### Task goal
Count the lines in the records below that contain the string "windshield". Case counts, and the reply should be the number alone.

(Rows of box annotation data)
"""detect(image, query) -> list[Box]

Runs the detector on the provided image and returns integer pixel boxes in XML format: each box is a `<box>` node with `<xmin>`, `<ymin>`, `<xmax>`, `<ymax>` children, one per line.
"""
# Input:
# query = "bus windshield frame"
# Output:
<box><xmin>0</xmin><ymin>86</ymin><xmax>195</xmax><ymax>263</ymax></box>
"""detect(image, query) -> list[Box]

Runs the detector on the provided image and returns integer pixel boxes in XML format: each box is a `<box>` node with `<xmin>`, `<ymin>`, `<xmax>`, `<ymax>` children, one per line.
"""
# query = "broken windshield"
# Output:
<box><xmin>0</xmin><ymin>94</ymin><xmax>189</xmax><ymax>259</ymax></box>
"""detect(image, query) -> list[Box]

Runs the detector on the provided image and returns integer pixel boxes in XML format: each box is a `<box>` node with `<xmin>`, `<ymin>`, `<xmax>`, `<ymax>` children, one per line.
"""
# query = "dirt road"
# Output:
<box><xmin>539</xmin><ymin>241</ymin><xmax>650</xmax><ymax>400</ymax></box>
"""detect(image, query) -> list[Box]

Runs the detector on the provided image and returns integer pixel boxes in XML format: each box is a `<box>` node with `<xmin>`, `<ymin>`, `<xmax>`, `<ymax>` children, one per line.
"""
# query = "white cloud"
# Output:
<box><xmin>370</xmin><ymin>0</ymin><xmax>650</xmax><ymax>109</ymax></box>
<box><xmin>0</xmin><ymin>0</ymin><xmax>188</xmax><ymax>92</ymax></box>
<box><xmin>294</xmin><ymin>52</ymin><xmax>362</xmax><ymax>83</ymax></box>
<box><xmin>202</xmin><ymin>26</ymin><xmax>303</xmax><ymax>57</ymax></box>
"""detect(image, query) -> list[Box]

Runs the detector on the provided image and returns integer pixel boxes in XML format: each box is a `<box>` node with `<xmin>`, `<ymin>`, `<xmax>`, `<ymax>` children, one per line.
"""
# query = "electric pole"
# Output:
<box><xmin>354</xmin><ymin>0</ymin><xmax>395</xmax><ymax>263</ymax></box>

### Answer to this problem
2